Given request
Rewrite the records below as a numbered list, starting at the line that contains "Where can you find the white plaster" and ending at the line that contains "point(1345, 593)". Skip blank lines and leave out the pictures.

Raw data

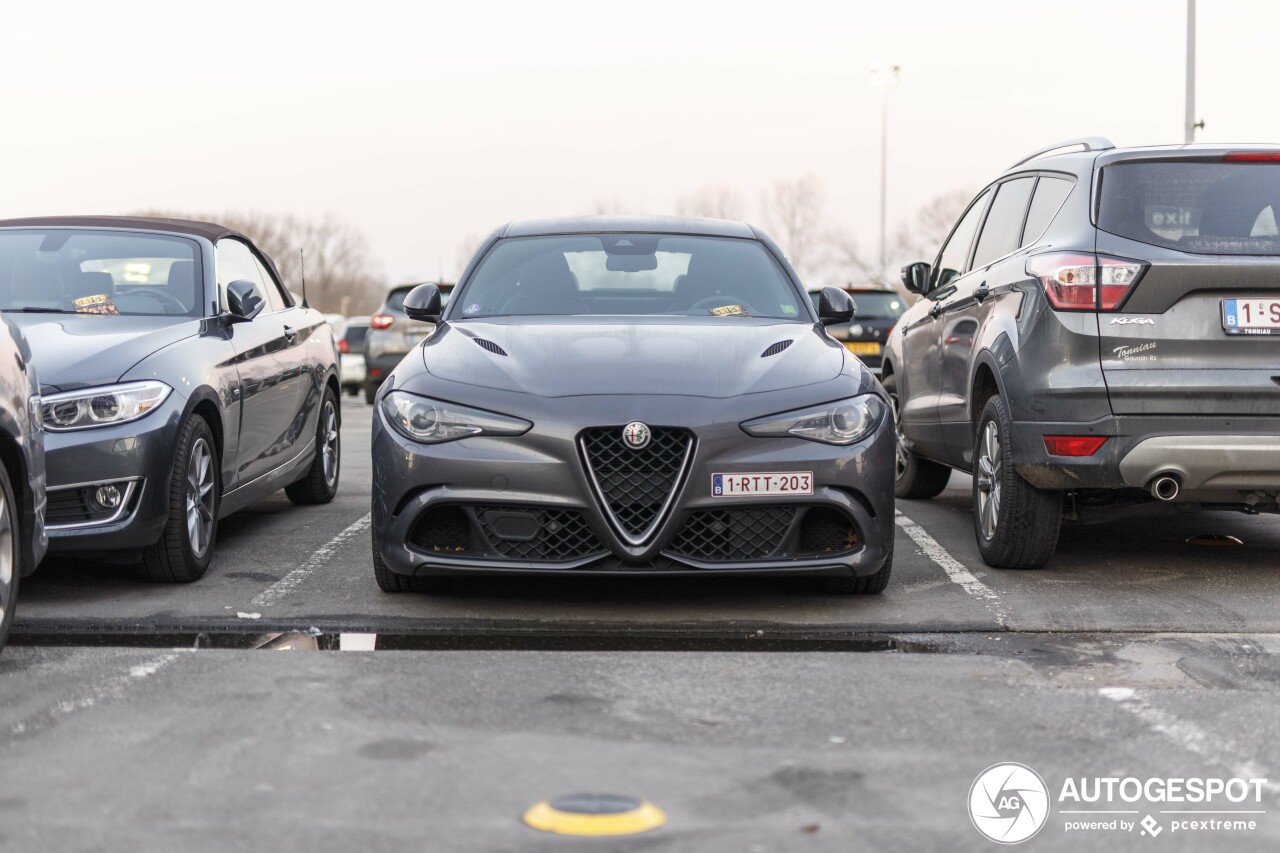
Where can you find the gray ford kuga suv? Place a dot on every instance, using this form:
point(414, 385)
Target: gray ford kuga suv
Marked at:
point(1101, 329)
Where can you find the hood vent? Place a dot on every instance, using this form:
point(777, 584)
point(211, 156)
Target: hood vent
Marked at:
point(490, 346)
point(775, 349)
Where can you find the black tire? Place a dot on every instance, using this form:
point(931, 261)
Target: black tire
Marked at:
point(914, 477)
point(176, 559)
point(391, 582)
point(1015, 523)
point(868, 585)
point(320, 484)
point(10, 560)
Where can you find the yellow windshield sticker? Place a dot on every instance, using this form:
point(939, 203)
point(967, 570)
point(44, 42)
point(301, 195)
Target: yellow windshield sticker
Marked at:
point(99, 304)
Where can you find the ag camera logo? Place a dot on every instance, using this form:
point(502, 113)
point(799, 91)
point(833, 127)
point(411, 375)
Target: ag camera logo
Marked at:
point(1009, 803)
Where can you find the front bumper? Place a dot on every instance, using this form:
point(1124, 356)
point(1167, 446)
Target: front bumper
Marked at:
point(136, 456)
point(1215, 459)
point(540, 477)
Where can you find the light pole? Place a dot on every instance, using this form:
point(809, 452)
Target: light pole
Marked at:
point(886, 78)
point(1191, 123)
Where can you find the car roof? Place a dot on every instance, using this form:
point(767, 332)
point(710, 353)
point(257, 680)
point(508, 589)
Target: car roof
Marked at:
point(622, 224)
point(208, 229)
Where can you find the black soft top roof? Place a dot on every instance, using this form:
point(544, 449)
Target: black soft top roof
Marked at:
point(206, 229)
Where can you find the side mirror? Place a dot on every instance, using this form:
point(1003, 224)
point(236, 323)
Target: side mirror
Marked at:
point(424, 304)
point(243, 301)
point(915, 277)
point(835, 306)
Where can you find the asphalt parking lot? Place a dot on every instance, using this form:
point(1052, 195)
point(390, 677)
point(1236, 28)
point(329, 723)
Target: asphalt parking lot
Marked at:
point(762, 715)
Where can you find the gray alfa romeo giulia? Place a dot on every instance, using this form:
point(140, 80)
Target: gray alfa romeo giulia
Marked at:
point(631, 396)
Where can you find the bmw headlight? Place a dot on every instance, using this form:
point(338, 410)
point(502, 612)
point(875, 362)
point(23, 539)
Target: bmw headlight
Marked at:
point(836, 423)
point(432, 422)
point(103, 406)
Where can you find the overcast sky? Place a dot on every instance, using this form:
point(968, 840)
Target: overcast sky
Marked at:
point(426, 124)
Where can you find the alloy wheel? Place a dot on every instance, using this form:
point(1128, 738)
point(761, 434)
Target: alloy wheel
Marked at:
point(990, 469)
point(200, 497)
point(329, 452)
point(900, 447)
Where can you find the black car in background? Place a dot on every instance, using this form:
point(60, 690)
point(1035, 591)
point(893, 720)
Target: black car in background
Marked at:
point(1101, 328)
point(22, 470)
point(179, 382)
point(392, 334)
point(876, 315)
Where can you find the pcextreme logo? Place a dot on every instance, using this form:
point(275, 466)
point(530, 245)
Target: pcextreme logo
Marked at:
point(1009, 803)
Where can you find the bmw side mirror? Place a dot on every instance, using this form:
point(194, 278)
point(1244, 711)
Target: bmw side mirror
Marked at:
point(424, 304)
point(835, 306)
point(243, 301)
point(915, 277)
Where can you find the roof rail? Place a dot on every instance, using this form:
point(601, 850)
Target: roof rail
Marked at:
point(1088, 144)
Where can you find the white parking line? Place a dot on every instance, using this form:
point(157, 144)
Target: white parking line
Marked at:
point(110, 688)
point(1214, 748)
point(321, 555)
point(954, 568)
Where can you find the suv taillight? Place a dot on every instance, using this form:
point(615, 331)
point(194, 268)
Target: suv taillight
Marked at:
point(1072, 279)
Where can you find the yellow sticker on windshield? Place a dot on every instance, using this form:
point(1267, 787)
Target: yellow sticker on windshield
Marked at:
point(99, 304)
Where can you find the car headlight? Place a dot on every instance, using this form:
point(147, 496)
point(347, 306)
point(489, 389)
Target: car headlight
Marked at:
point(836, 423)
point(103, 406)
point(432, 422)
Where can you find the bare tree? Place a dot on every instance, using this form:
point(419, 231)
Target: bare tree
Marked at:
point(342, 273)
point(794, 211)
point(714, 200)
point(922, 236)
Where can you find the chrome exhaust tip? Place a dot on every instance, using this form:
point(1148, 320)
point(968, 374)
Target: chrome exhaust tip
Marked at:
point(1165, 487)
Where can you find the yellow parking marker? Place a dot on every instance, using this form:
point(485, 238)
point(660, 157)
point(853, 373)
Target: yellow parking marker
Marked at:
point(594, 815)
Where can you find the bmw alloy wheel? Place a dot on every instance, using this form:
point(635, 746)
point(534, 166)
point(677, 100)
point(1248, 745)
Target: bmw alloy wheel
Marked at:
point(200, 497)
point(990, 470)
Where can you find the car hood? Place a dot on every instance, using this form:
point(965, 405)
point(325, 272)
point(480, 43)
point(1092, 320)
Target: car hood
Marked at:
point(80, 351)
point(570, 356)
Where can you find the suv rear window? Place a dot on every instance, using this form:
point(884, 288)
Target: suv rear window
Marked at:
point(1198, 208)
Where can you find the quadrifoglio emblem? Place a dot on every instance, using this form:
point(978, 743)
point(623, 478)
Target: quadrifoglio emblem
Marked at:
point(1010, 803)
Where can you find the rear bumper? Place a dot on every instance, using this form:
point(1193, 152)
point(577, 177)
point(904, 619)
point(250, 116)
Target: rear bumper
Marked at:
point(1214, 457)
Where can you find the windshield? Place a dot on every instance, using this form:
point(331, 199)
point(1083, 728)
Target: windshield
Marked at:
point(99, 272)
point(630, 276)
point(1200, 208)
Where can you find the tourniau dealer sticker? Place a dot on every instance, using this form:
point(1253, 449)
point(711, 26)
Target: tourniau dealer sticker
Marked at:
point(1009, 803)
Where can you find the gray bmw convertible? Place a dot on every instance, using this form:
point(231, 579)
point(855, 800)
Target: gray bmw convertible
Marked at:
point(631, 396)
point(179, 382)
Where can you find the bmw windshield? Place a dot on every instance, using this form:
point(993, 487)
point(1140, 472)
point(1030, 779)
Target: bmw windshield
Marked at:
point(62, 270)
point(630, 274)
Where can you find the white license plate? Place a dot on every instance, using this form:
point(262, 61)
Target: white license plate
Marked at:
point(1251, 316)
point(776, 483)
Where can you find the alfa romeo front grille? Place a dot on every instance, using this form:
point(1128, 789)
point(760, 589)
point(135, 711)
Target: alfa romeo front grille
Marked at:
point(732, 536)
point(636, 486)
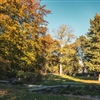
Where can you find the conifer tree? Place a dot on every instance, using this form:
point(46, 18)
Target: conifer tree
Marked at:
point(92, 47)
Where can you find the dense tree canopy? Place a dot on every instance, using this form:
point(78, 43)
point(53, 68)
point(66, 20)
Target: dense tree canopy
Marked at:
point(21, 25)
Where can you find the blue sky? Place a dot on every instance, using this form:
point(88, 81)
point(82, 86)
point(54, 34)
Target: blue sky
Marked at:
point(74, 13)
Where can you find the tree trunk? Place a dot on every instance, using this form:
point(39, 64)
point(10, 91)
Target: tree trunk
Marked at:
point(99, 77)
point(60, 69)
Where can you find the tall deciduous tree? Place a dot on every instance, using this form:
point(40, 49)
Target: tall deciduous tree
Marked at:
point(64, 36)
point(21, 24)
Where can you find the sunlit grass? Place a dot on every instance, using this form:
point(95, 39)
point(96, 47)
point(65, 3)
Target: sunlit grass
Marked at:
point(80, 80)
point(55, 79)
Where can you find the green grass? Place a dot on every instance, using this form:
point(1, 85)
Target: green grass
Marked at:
point(13, 92)
point(19, 93)
point(51, 79)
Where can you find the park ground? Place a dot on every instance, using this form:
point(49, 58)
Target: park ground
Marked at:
point(87, 86)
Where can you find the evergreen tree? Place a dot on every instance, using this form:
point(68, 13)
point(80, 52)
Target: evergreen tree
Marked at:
point(92, 47)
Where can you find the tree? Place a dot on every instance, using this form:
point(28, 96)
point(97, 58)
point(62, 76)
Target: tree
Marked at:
point(92, 52)
point(64, 36)
point(21, 24)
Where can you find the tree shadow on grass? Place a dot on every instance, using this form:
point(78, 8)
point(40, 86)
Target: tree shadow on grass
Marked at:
point(53, 79)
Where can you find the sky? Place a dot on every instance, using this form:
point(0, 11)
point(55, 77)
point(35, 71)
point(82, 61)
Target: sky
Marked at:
point(73, 13)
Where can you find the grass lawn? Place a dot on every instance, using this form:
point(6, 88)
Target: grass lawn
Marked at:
point(51, 79)
point(16, 92)
point(19, 93)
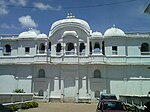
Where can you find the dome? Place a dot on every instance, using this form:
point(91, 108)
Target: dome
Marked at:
point(70, 20)
point(28, 34)
point(96, 34)
point(73, 33)
point(42, 36)
point(114, 32)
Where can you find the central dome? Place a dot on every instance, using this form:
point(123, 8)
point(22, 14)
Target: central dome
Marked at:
point(70, 20)
point(28, 34)
point(112, 32)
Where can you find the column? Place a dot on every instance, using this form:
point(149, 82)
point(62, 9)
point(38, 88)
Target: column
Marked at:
point(49, 89)
point(45, 47)
point(75, 48)
point(100, 48)
point(77, 88)
point(62, 89)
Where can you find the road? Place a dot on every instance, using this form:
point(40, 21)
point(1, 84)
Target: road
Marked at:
point(63, 107)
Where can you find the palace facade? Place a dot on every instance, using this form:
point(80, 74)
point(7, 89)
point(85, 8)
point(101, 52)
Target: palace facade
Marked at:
point(75, 64)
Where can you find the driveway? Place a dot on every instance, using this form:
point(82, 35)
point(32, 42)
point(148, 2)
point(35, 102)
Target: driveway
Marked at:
point(63, 107)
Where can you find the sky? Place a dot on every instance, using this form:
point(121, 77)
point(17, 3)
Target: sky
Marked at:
point(17, 16)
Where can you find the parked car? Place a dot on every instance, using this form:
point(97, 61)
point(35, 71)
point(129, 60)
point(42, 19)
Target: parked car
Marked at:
point(4, 109)
point(107, 97)
point(110, 106)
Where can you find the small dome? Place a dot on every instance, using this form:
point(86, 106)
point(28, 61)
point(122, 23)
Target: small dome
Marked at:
point(111, 32)
point(96, 34)
point(73, 33)
point(42, 36)
point(70, 20)
point(28, 34)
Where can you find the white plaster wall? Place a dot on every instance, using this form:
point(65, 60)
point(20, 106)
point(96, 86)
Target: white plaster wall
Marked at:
point(25, 84)
point(7, 83)
point(8, 70)
point(26, 43)
point(130, 87)
point(14, 47)
point(58, 36)
point(119, 42)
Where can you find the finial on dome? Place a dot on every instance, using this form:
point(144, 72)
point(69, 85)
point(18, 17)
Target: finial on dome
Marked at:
point(114, 25)
point(30, 29)
point(70, 15)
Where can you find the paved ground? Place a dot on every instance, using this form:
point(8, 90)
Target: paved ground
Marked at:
point(63, 107)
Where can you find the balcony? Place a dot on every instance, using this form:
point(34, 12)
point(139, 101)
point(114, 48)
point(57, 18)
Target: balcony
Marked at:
point(145, 53)
point(6, 53)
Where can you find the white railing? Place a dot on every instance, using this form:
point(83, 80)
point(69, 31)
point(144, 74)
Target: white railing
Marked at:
point(15, 97)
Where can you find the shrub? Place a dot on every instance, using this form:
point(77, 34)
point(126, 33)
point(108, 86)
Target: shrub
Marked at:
point(13, 107)
point(35, 104)
point(25, 106)
point(18, 91)
point(28, 105)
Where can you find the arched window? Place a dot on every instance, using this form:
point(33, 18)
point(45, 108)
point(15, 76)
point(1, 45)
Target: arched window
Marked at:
point(82, 48)
point(103, 48)
point(145, 47)
point(96, 47)
point(41, 93)
point(70, 48)
point(41, 73)
point(58, 48)
point(97, 74)
point(49, 48)
point(42, 48)
point(90, 47)
point(7, 48)
point(97, 94)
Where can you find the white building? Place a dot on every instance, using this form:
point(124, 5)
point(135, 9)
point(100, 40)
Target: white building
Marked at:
point(75, 64)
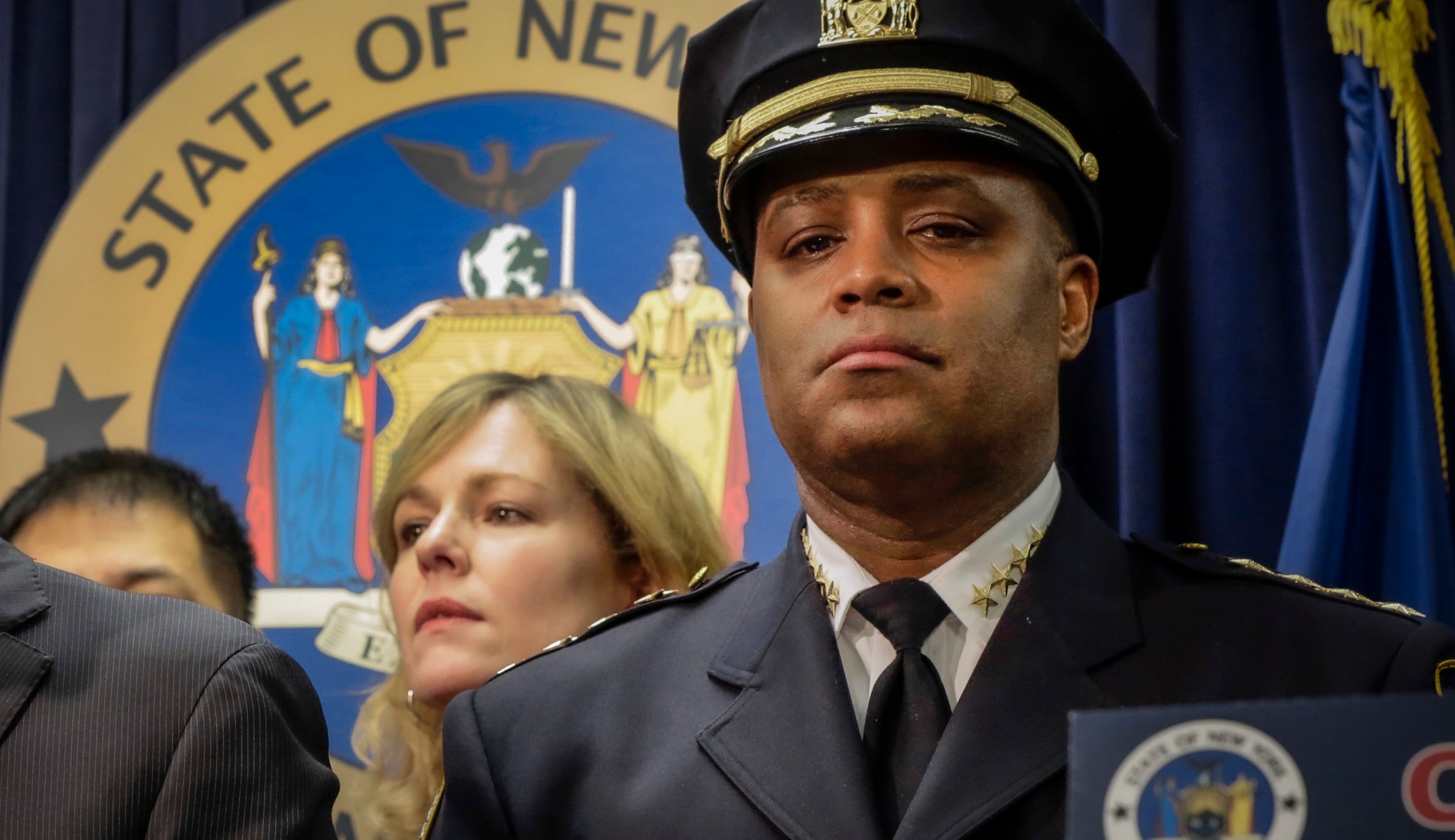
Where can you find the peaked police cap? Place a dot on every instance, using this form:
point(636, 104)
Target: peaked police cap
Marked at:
point(1029, 80)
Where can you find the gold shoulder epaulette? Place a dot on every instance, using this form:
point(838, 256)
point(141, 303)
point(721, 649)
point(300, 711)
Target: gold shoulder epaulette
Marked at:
point(1445, 678)
point(696, 583)
point(1345, 593)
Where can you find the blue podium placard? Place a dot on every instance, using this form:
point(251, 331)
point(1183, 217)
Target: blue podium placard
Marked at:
point(1349, 768)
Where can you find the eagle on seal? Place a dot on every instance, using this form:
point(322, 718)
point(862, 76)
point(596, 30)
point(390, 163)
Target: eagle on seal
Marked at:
point(500, 191)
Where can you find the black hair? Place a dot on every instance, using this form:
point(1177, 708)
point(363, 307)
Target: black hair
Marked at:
point(125, 477)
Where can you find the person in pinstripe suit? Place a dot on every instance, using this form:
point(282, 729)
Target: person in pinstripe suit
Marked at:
point(127, 715)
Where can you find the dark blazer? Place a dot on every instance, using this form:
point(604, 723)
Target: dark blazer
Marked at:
point(127, 715)
point(724, 713)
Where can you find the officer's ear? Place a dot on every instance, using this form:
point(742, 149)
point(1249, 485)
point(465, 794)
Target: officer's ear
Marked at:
point(638, 576)
point(1079, 281)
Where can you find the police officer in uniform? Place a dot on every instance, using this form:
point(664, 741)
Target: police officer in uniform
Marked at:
point(931, 200)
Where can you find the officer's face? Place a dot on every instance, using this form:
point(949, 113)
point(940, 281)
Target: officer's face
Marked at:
point(911, 317)
point(501, 552)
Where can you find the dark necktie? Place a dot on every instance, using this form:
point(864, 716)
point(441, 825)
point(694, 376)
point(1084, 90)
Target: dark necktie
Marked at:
point(908, 708)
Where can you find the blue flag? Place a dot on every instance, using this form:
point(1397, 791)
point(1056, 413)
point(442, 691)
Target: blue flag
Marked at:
point(1371, 509)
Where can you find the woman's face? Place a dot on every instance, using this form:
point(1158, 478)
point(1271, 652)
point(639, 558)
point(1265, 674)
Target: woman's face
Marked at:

Output below
1. Where can you find the white plaster wall? Place a dot on every instance, using this form:
2. point(65, 60)
3. point(20, 106)
4. point(96, 86)
5. Target: white plaster wall
6. Marked at:
7. point(25, 84)
8. point(7, 83)
9. point(8, 70)
10. point(26, 43)
11. point(130, 87)
12. point(14, 47)
13. point(58, 36)
14. point(119, 42)
15. Where can you find the finial on dome? Place a dot on every instance, using this form:
16. point(144, 72)
17. point(69, 85)
18. point(18, 17)
19. Target: finial on dome
20. Marked at:
21. point(114, 25)
22. point(30, 29)
23. point(70, 15)
24. Where can you find the paved ground? Place a dot on every instance, using this form:
25. point(8, 90)
26. Target: paved ground
27. Marked at:
28. point(63, 107)
29. Where can you find the balcony? Place a dot on every instance, using this form:
30. point(34, 12)
31. point(139, 101)
32. point(114, 48)
33. point(57, 18)
34. Target: balcony
35. Marked at:
36. point(145, 53)
37. point(6, 53)
38. Where can you find the white railing? Place a dot on every instance, using this form:
39. point(83, 80)
40. point(69, 31)
41. point(144, 74)
42. Target: white railing
43. Marked at:
44. point(15, 97)
45. Where can you find the shrub? Place a dot on every instance, using this form:
46. point(77, 34)
47. point(126, 33)
48. point(108, 86)
49. Target: shrub
50. Marked at:
51. point(13, 107)
52. point(35, 104)
53. point(25, 106)
54. point(18, 91)
55. point(28, 105)
56. Where can you find the arched window? Place a dot on every instance, using this form:
57. point(33, 18)
58. point(45, 108)
59. point(15, 76)
60. point(1, 45)
61. Target: arched window
62. Marked at:
63. point(82, 48)
64. point(103, 48)
65. point(145, 47)
66. point(96, 47)
67. point(41, 93)
68. point(70, 48)
69. point(41, 73)
70. point(58, 48)
71. point(97, 74)
72. point(49, 48)
73. point(42, 48)
74. point(90, 47)
75. point(7, 48)
76. point(97, 94)
77. Where can you find the white building? Place a dot on every instance, using this form:
78. point(124, 5)
79. point(135, 9)
80. point(100, 40)
81. Target: white building
82. Marked at:
83. point(75, 64)
84. Where can you find the peaked police cap? Place a dot on every instance, using this form:
85. point(636, 104)
86. Target: peaked police cap
87. Marked at:
88. point(1029, 80)
89. Where can you find the gold shoulder epaulette? Place a dot on every instance, using this form:
90. point(838, 256)
91. point(141, 303)
92. point(721, 649)
93. point(300, 711)
94. Target: gold shoulder epaulette
95. Marked at:
96. point(1445, 678)
97. point(696, 583)
98. point(1345, 593)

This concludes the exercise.